**Passage given:**

One way to specify this angle is to specify the proper $ x $ and $ y $ axes of the camera coordinate system. We do so with a simple trick. Look at your point on the wall again. This time, put the crown of your head facing toward the ceiling. Call this “upwards”. Now, to look at your point you may have to move your eyes a little bit up or down in their sockets. That’s okay, as long as we keep the crown of your head pointing upwards. If your head is the camera, your eyes are looking in the look direction and your right ear is facing in the direction of the positive $ x $ axis. Your ear points out to the right.

**Aim 1:** In the entries, reproduce the part that opens with the line containing "Where can the white roof" and closes with the line containing "column 272, row 116", substituting "trim" for every "fascia" and keeping all else unchanged.
The entries that follow have no connection to the passage on camera axes.

**Input rows:**
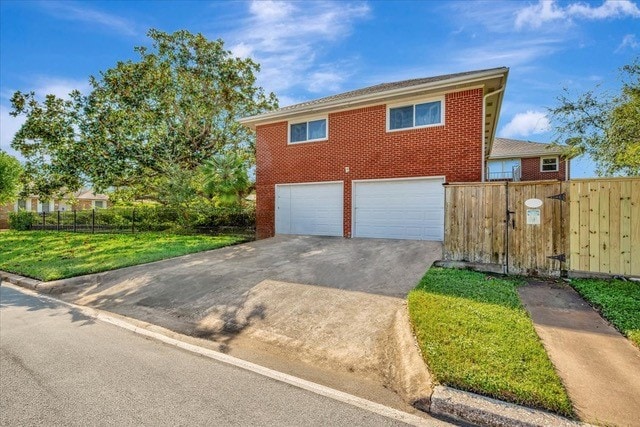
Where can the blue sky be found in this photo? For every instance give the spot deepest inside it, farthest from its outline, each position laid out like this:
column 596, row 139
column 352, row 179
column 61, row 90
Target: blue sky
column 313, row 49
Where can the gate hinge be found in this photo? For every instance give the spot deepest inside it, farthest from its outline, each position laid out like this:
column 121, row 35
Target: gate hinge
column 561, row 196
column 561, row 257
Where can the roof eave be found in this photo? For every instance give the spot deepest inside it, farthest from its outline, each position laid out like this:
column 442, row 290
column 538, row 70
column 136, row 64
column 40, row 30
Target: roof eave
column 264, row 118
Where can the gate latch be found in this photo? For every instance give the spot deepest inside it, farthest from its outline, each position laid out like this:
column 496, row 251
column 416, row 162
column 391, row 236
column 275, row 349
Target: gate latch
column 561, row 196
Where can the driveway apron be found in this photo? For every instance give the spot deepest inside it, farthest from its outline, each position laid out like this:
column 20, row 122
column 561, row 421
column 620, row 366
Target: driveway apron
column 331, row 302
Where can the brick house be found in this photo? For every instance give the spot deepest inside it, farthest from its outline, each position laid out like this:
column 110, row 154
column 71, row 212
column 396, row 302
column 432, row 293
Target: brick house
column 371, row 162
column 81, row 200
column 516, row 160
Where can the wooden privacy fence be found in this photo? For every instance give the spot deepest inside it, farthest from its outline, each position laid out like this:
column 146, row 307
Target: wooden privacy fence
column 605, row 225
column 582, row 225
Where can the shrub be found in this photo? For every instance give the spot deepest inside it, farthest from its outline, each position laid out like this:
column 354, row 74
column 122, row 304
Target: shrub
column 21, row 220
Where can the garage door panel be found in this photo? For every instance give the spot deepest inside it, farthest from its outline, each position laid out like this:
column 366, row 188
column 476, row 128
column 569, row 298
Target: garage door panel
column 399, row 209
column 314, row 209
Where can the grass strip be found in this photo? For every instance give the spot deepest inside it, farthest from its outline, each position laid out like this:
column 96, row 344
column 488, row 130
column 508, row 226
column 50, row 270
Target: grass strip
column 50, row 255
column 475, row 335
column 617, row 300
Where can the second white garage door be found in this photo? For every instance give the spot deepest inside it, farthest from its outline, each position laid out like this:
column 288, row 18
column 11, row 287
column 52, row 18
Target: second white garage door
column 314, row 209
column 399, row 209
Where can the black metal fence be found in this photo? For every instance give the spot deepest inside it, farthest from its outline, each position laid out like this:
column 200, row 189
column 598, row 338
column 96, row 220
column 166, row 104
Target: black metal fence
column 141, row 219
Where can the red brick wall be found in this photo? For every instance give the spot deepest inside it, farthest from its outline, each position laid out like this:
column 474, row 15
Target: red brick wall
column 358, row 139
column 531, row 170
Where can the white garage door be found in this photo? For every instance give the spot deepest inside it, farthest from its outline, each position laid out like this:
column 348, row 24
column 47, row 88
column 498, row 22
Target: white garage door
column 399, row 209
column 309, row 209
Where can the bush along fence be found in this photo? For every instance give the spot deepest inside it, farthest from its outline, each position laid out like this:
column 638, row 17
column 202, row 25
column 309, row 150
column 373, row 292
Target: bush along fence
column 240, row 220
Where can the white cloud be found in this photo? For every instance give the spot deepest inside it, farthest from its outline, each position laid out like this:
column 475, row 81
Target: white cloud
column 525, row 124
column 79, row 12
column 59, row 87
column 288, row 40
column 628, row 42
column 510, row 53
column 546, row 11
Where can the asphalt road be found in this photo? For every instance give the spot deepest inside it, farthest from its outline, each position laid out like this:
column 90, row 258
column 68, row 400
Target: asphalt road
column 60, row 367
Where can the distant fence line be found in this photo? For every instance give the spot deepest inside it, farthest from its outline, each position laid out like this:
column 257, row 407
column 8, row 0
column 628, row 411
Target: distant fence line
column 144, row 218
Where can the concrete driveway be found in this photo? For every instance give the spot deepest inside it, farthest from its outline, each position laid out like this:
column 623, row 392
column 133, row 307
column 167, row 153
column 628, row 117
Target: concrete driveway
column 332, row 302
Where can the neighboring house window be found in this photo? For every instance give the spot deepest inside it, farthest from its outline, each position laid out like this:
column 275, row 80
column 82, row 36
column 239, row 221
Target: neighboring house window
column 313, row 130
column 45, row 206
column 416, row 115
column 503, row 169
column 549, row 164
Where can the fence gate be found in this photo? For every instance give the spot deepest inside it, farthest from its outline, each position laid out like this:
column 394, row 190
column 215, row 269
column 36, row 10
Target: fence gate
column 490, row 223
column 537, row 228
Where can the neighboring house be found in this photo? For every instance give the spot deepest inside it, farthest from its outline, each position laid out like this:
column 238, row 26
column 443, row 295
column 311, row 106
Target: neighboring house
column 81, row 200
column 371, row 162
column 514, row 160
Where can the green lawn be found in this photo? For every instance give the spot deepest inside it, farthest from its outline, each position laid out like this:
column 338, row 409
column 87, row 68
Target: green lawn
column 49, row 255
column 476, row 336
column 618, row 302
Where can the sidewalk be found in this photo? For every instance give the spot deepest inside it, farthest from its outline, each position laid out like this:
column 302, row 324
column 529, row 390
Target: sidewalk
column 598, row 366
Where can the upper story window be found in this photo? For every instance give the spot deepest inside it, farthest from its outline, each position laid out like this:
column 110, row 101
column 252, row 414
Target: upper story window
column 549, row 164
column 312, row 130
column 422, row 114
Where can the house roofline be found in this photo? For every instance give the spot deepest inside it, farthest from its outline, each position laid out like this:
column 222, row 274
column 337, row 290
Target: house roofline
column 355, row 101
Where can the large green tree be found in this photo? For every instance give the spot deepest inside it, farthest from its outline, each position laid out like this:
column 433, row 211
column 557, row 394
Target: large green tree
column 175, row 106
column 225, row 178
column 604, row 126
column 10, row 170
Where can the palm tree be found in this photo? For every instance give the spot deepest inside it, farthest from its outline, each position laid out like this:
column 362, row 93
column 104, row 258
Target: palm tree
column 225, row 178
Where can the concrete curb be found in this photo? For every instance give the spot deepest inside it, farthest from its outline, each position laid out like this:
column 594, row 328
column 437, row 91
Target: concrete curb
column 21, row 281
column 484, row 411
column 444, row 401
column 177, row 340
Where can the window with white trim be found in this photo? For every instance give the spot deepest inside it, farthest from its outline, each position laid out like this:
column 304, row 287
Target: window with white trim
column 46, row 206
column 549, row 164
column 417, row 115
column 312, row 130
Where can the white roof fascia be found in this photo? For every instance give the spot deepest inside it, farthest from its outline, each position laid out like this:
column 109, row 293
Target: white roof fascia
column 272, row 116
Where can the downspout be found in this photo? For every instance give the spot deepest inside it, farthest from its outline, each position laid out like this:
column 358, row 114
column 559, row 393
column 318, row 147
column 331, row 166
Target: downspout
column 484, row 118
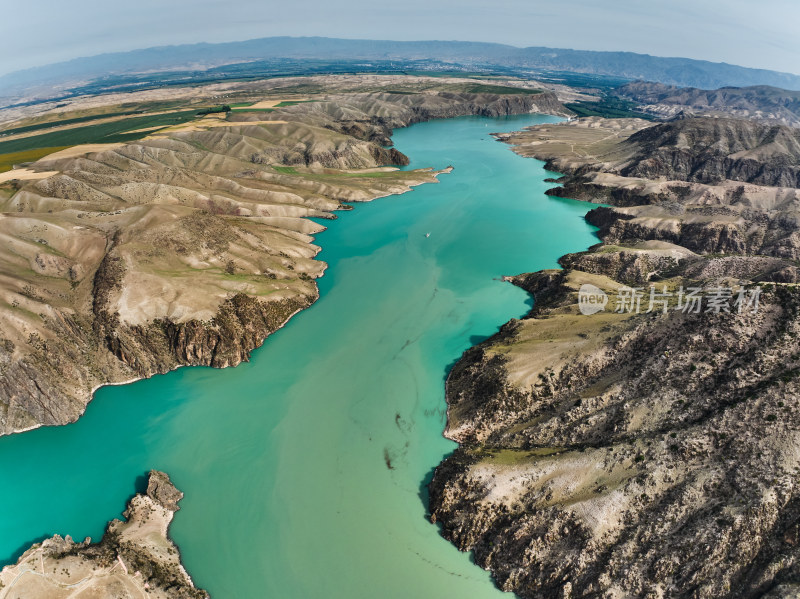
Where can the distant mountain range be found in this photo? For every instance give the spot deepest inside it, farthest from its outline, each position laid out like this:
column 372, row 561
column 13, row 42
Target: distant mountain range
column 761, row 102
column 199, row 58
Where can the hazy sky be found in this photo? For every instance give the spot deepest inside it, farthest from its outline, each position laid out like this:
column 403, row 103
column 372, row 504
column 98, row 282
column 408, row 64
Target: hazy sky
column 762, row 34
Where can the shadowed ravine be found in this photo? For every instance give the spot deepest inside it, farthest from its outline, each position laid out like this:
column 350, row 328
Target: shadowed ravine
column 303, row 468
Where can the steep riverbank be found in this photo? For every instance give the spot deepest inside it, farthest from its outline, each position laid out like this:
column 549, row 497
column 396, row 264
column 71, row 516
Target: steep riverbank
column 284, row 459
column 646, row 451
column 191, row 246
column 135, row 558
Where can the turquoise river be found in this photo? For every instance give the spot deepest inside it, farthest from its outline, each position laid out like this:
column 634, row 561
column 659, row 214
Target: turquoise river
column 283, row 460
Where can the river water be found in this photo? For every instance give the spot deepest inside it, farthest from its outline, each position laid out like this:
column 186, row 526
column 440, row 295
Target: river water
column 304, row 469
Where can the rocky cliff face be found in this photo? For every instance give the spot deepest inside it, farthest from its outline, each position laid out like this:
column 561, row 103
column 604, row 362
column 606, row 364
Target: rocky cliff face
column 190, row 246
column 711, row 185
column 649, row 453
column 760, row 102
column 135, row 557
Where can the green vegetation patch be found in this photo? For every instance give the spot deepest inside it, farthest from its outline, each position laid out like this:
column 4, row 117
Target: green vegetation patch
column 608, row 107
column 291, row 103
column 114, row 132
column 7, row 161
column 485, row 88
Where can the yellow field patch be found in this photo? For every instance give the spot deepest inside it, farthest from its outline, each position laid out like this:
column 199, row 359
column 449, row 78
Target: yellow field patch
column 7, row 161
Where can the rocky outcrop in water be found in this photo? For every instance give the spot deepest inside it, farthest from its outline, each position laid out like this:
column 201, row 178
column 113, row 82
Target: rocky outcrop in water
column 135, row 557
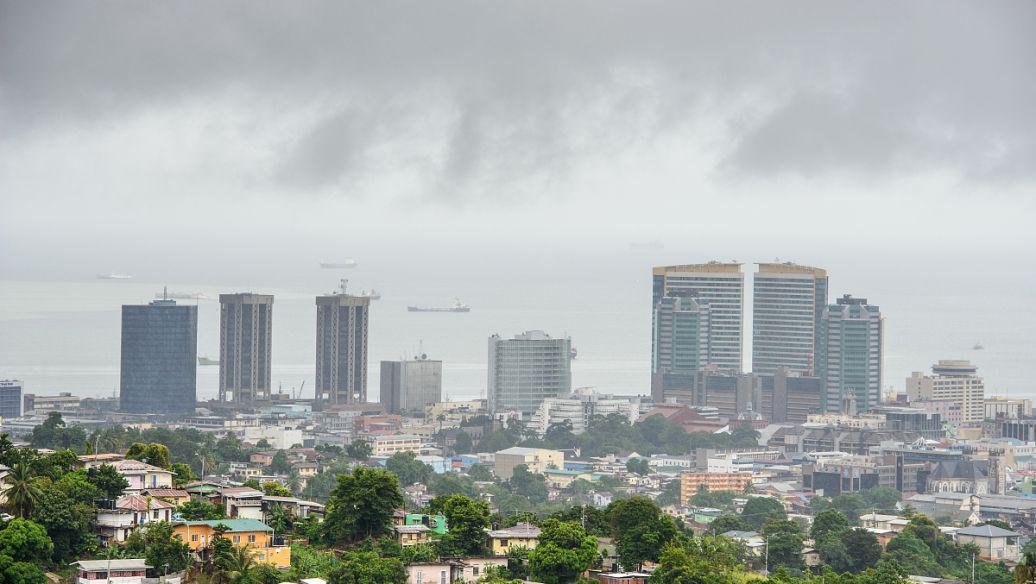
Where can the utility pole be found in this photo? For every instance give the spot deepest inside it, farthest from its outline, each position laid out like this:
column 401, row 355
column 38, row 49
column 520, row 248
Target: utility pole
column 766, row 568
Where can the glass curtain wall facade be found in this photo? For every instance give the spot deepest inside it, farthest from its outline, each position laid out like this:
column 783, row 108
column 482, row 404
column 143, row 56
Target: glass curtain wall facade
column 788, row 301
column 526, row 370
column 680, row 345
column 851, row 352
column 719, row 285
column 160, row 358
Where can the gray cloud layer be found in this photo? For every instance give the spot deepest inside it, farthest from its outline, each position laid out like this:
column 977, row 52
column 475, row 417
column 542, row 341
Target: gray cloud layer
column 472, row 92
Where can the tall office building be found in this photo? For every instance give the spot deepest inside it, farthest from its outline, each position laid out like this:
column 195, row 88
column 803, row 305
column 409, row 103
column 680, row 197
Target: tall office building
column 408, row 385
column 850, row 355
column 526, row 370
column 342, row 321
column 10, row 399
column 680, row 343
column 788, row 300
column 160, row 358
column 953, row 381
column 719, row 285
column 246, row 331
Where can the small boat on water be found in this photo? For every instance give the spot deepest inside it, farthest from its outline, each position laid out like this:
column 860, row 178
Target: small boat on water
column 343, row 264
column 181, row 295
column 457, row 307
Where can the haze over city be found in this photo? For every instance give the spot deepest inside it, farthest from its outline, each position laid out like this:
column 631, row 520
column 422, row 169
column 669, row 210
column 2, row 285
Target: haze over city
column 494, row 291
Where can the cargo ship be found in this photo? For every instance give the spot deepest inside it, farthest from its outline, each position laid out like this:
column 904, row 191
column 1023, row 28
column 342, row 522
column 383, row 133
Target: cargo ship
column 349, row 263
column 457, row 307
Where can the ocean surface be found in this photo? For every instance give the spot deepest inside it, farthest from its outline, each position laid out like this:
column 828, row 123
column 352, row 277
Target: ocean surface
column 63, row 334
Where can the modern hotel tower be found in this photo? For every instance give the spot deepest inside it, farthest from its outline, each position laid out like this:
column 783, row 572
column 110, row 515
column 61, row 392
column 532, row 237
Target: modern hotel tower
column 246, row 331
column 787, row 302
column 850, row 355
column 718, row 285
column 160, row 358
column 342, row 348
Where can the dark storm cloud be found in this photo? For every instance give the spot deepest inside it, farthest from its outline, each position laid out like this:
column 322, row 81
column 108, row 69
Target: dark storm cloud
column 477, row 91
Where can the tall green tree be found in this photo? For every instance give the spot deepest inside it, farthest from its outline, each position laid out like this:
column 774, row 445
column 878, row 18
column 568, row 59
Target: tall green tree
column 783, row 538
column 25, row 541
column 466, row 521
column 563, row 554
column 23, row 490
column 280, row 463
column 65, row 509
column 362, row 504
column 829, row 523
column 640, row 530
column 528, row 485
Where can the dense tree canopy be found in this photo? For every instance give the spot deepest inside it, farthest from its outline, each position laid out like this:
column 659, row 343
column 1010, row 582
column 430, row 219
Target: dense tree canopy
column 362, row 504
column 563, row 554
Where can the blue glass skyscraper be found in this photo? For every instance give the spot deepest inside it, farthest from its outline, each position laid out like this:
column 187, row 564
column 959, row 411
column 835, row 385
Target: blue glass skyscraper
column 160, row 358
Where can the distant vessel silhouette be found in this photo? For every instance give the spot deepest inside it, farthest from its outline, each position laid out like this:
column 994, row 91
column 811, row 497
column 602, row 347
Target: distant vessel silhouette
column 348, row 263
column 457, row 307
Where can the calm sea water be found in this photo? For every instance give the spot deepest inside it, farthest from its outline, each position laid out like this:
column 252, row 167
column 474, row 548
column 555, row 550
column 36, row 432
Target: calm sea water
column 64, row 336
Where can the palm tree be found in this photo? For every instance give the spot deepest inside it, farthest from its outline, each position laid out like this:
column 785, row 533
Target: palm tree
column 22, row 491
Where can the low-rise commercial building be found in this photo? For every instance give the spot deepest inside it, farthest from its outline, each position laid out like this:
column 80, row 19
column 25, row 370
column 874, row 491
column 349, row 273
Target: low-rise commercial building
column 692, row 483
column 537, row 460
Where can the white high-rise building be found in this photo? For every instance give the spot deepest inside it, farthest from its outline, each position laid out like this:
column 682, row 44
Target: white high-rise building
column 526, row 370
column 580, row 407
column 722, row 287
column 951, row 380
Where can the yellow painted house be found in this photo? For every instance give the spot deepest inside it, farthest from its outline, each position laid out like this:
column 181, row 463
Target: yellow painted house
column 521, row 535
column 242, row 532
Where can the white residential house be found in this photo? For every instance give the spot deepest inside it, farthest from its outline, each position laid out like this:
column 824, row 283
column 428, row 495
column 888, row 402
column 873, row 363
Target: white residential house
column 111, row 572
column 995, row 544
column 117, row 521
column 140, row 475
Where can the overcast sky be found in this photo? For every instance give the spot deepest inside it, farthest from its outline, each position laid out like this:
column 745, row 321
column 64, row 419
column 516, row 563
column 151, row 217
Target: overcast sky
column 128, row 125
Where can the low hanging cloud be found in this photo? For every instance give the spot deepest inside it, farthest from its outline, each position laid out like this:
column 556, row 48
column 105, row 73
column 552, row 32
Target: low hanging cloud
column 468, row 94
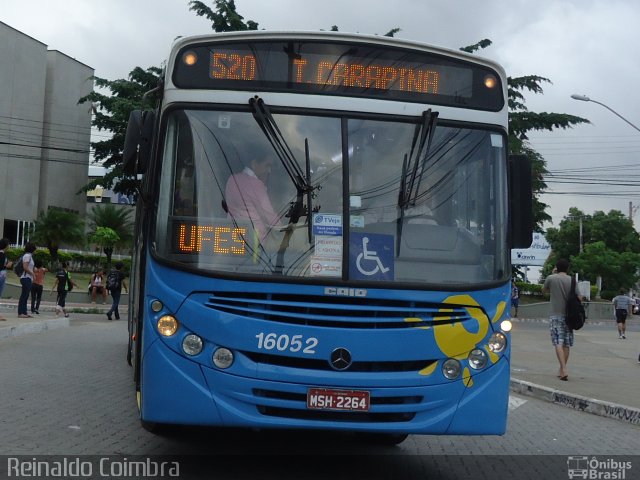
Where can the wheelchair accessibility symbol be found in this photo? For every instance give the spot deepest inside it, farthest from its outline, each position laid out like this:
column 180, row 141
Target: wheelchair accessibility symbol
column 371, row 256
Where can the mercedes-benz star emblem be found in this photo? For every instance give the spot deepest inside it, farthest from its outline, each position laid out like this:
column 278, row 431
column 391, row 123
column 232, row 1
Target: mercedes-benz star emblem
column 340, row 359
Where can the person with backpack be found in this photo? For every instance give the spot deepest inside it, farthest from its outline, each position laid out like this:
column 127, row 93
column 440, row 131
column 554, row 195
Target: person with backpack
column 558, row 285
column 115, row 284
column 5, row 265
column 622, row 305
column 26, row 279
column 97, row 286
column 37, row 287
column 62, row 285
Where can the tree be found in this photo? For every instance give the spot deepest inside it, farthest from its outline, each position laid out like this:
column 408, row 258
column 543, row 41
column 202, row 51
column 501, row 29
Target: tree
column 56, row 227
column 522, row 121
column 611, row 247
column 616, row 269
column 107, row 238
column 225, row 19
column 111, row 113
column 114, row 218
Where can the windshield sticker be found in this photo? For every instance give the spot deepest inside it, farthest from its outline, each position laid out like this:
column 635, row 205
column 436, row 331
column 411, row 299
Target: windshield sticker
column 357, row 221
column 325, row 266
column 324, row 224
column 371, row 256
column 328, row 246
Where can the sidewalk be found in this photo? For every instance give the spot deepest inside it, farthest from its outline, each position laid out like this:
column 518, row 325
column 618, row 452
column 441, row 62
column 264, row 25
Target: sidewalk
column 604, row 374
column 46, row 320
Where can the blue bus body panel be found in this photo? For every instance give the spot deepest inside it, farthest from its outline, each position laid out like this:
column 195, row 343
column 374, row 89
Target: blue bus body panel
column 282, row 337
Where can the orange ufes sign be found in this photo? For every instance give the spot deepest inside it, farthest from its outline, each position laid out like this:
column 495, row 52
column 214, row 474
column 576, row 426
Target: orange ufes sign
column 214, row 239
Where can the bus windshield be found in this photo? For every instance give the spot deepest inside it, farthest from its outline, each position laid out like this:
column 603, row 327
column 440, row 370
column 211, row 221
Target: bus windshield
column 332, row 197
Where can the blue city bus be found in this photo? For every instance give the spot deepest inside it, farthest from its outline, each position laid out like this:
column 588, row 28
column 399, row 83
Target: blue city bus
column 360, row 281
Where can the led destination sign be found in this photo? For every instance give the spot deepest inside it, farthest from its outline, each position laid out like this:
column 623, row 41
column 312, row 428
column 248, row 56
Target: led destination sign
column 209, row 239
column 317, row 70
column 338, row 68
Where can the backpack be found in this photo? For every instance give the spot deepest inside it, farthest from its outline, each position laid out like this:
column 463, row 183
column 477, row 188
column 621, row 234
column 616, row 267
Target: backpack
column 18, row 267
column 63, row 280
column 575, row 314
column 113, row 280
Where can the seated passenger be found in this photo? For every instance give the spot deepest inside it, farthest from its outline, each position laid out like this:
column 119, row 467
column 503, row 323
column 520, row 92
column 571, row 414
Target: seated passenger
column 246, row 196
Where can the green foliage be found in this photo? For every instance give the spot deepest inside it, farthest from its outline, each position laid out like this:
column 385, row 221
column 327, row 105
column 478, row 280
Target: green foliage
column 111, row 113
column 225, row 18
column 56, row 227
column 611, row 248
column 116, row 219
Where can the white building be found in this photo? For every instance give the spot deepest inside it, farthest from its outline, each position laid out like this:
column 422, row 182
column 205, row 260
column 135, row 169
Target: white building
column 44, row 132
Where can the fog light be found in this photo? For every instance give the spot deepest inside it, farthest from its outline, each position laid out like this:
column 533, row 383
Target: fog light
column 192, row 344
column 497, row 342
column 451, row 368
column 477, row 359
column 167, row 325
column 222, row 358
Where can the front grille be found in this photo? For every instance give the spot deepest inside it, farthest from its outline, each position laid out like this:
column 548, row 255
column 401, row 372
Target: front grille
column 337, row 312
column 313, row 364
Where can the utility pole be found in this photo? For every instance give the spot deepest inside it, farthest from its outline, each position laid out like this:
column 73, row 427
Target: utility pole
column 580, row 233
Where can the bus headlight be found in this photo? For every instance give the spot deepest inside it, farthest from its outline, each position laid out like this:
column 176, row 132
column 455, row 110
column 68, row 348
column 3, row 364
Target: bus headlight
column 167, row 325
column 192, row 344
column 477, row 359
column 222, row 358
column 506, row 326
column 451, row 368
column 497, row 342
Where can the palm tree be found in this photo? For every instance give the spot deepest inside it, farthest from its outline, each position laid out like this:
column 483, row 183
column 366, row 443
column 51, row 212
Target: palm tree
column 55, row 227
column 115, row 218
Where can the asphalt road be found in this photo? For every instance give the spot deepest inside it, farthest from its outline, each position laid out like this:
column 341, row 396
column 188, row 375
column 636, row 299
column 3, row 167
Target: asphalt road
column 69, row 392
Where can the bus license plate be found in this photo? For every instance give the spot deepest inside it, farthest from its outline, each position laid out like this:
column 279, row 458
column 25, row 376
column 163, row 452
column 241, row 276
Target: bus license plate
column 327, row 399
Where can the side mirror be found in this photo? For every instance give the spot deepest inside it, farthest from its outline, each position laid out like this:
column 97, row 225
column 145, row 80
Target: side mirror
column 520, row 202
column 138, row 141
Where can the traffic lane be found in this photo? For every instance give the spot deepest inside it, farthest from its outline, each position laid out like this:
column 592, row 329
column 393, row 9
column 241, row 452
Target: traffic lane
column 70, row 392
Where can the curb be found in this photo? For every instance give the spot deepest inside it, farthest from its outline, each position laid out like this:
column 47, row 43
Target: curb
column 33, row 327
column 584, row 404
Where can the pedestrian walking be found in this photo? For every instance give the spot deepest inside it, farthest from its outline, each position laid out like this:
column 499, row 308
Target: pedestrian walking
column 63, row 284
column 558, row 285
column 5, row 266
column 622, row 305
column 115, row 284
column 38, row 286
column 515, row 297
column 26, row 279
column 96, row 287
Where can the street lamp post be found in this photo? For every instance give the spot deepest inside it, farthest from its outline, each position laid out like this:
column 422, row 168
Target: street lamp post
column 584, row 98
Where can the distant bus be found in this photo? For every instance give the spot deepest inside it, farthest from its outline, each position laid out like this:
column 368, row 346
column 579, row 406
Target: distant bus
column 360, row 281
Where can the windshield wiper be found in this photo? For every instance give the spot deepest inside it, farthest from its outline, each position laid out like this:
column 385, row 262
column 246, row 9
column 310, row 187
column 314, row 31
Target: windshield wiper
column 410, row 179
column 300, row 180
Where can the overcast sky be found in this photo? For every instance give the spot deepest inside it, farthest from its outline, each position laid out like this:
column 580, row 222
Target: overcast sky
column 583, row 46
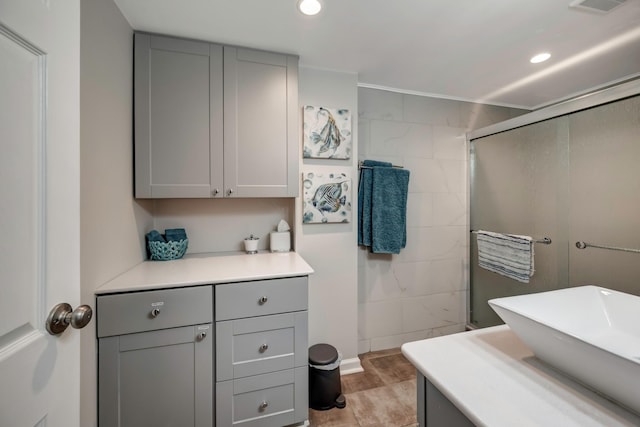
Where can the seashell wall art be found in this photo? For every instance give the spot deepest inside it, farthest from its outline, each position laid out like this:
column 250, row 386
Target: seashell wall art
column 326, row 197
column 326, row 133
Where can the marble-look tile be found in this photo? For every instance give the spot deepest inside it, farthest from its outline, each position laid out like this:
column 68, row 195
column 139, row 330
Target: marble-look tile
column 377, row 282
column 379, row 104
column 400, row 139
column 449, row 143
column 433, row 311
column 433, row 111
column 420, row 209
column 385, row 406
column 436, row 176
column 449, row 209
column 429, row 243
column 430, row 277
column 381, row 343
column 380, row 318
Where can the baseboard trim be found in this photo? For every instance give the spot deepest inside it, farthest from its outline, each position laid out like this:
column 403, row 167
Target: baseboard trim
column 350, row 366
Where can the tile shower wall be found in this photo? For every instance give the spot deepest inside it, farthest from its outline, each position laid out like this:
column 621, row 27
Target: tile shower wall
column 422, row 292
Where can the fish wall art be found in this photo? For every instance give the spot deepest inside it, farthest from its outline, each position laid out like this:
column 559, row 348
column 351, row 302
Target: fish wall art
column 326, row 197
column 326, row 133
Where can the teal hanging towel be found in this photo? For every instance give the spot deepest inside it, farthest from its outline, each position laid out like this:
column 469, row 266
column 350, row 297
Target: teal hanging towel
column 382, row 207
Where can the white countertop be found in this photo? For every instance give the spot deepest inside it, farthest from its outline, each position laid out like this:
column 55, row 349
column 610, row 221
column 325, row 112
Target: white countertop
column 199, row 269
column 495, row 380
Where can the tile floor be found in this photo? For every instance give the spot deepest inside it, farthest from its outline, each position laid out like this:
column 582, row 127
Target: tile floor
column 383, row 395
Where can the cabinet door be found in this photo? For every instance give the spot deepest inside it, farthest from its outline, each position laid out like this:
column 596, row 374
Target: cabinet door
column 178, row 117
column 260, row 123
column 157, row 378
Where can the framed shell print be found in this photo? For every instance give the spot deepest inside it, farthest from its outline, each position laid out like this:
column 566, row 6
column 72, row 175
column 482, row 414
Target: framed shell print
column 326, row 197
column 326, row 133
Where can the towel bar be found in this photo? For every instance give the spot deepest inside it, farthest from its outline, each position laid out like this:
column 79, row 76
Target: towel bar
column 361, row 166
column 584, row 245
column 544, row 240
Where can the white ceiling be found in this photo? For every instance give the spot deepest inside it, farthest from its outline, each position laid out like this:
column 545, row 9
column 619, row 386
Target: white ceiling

**Aim 2:** Retype the part of the passage on camera axes that opens with the words containing "One way to specify" and closes with "to the right.", copying it character for character.

**Correct response 1:**
Where can the white roof trim be found in this photo? For every instance give the spot deepest inside it, farthest from its outline, each position laid out like this:
column 109, row 293
Target: white roof trim
column 272, row 116

**Correct response 2:**
One way to specify this angle is to specify the proper $ x $ and $ y $ axes of the camera coordinate system. We do so with a simple trick. Look at your point on the wall again. This time, put the crown of your head facing toward the ceiling. Call this “upwards”. Now, to look at your point you may have to move your eyes a little bit up or down in their sockets. That’s okay, as long as we keep the crown of your head pointing upwards. If your head is the camera, your eyes are looking in the look direction and your right ear is facing in the direction of the positive $ x $ axis. Your ear points out to the right.